### [TASK 1]
Do these statements agree with the Woyzeck review? Answer yes or no for each, quoting the deciding words. (a) Woyzeck was first produced in 1895. (b) Stephen Gunn directed this production. (c) The drum major is described as a weak man.
### [TASK 2]
Please rewrite the paragraph of the Woyzeck review that begins "This production, directed by Serena Brabazon" as a short list that keeps its main facts.
### [TASK 3]
According to the Woyzeck review, at what age did Georg Büchner die?

### [PAGE TEXT]
Gerry Colgan reviews Woyzeck which is showing at the New Theatre in Dublin.
Georg Büchner's Woyzeck is a remarkable and seminal play. It was not produced until 1895, well after its German author's death, at the age of 24. Both it and the rest of his small output have the stamp of an aborted genius that has influenced world theatre.
The story is that of a poor soldier who, to support his mistress and their child, is forced to undertake the most menial duties. He is also being used as a guinea pig in a medical experiment, and the poverty and cruelty of his situation are slowly driving him mad. As a telling line from the play has it, he is going through the world like an open razor.
His woman is, meantime, being used as a sex object by a drum major, a strong attractive man who simply brushes Woyzeck aside, and he is eventually driven to insanity, murder and suicide. The starkest of dramas, written in an extraordinary prose, dense with imagery and irony, it is structured in a succession of short, crackling scenes.
This production, directed by Serena Brabazon, falls very short of being a serious exploration of the play's possibilities. Good acting starts on the inside and, fuelled by insights and interpretative talent, takes over the vocal and physical dynamics. Here the actors give superficial performances that verge on caricature. One minor character, a weapon-selling Jew, is played as an old cowboy with twangy voice and bandy legs; what was that about? The actors (Orlagh De Bhaldraithe, Stephen Fitzgibbon, Stephen Gunn, David McCorry and Rachel Rath) try hard, but they deliver a careful but arbitrary reading of the play that denies it its greatness.

### [DATA BLOCK]
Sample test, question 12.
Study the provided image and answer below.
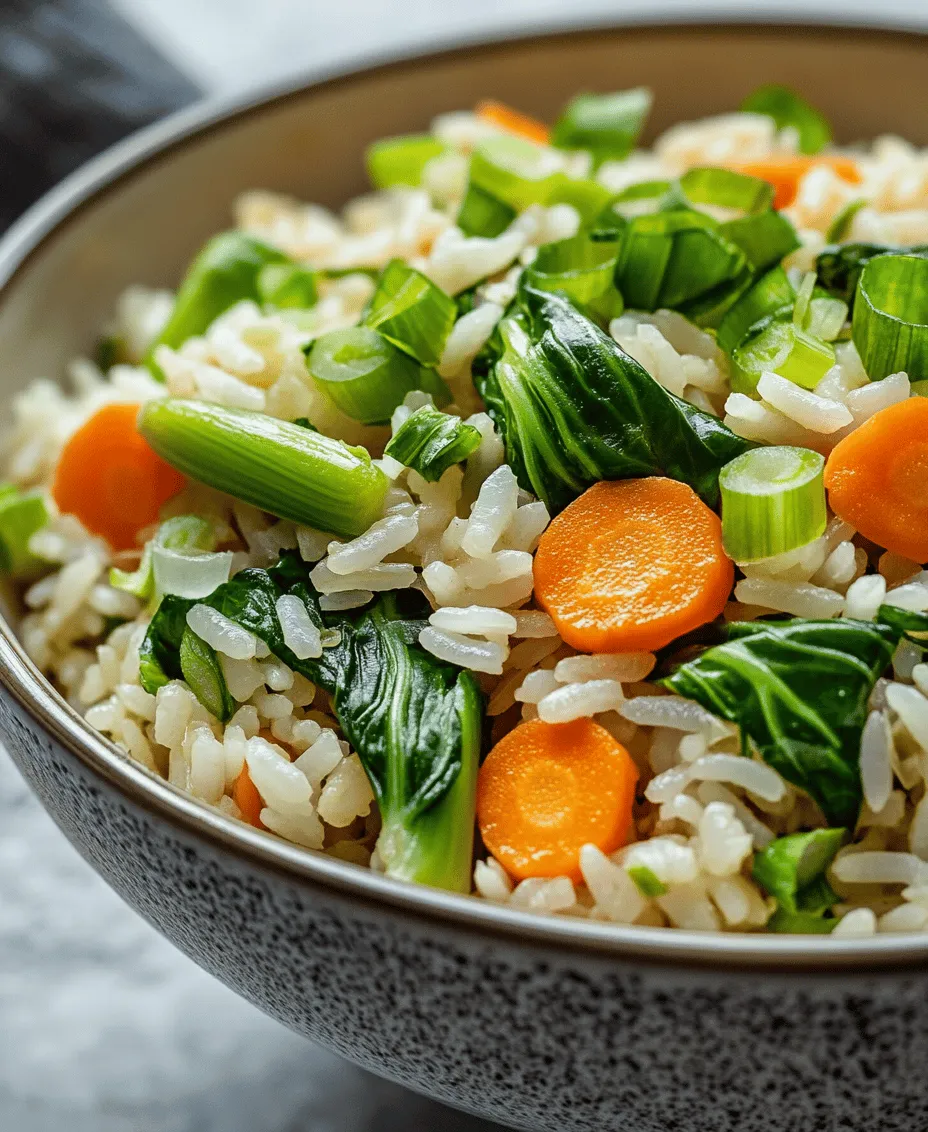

### [TASK SOLUTION 1]
(a) Yes: "It was not produced until 1895"
(b) No: "directed by Serena Brabazon"
(c) No: "a strong attractive man"

### [TASK SOLUTION 2]
- Serena Brabazon's production falls very short of seriously exploring the play's possibilities.
- Good acting starts on the inside and, driven by insight and interpretative talent, shapes the vocal and physical side.
- Here the performances are superficial and verge on caricature.
- A minor character, a weapon-selling Jew, is played as an old cowboy with a twangy voice and bandy legs.
- The actors (Orlagh De Bhaldraithe, Stephen Fitzgibbon, Stephen Gunn, David McCorry and Rachel Rath) try hard but give a careful, arbitrary reading that denies the play its greatness.

### [TASK SOLUTION 3]
At the age of 24.